[Photo object pointing records]

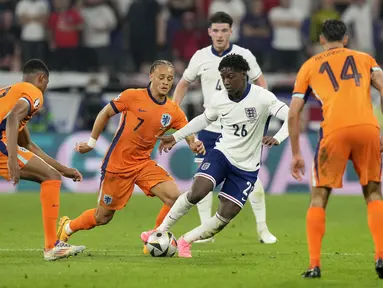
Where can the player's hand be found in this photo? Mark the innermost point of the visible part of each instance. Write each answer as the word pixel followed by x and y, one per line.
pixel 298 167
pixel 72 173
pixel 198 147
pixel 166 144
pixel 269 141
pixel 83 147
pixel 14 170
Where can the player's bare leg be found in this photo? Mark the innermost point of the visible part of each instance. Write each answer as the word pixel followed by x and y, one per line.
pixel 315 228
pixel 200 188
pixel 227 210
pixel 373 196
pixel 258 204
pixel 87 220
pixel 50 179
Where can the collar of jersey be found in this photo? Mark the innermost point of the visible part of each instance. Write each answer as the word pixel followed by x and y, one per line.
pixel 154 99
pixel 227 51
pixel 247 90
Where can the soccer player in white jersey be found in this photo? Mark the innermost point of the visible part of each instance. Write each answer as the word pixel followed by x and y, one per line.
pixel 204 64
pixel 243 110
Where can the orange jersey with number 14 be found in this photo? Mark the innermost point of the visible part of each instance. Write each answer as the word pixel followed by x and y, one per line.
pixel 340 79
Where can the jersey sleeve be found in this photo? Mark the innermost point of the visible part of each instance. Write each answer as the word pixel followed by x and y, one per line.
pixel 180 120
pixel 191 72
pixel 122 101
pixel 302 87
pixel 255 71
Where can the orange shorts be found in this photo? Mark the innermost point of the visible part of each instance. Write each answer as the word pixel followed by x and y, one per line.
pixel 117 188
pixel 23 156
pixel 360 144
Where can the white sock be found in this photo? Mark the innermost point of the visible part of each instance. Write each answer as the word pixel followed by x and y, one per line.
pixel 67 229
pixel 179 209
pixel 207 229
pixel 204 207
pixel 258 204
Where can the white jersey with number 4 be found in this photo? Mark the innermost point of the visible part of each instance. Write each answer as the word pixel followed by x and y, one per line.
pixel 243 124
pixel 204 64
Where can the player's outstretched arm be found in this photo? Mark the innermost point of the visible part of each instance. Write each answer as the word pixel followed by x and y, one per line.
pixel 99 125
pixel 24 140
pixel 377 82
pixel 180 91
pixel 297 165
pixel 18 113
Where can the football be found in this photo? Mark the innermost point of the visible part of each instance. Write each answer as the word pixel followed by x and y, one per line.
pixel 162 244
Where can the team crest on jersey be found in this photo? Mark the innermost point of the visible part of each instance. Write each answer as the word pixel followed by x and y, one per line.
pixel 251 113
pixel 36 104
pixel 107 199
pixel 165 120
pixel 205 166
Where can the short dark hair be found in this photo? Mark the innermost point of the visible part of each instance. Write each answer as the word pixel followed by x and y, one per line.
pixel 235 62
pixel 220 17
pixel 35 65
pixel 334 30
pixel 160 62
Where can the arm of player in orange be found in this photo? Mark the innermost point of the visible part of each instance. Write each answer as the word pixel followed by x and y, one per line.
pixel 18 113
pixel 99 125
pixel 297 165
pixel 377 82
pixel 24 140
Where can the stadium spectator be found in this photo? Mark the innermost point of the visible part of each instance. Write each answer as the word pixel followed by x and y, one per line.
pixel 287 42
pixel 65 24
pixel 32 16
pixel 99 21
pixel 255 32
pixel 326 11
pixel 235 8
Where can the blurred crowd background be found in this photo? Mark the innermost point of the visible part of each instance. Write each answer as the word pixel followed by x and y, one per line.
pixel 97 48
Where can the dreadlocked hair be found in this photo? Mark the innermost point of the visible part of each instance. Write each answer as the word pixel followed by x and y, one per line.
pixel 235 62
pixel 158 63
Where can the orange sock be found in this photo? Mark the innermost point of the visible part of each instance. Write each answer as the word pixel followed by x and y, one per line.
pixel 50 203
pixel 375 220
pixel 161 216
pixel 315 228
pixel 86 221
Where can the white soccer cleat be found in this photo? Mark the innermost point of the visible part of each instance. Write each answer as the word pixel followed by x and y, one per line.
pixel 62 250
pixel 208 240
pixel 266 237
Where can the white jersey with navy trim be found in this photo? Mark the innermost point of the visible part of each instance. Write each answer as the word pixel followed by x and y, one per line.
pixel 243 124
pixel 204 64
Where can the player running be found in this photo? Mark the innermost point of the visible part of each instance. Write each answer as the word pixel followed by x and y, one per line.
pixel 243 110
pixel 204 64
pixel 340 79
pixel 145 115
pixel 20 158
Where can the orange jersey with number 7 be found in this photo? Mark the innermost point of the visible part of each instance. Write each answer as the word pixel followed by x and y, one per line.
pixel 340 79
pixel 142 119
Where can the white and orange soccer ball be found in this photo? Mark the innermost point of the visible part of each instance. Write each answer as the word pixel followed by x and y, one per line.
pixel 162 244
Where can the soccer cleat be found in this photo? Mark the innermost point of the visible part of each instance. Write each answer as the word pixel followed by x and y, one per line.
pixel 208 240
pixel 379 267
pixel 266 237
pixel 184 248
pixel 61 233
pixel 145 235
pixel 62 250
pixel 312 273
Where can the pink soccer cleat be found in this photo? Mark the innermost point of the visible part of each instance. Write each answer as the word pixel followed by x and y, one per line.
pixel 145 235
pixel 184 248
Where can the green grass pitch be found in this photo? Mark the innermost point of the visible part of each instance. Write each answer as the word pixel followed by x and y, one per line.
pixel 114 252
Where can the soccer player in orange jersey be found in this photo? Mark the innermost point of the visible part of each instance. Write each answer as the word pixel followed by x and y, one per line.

[To be done]:
The required output is the span of lines from the one containing "Where can the green" to the last line, reproduced character for character.

[Solution for this task]:
Where can the green grass pitch be found in this photo? Mark the innermost point of the visible part of each instance. Write each answer as the word pixel followed by x and y, one per line.
pixel 114 252
Where can the soccer player in orange jersey be found in this photo? Mark the innermost point of the visible part of each instance. Write each answer as the word pixel followed by x and y, one per line.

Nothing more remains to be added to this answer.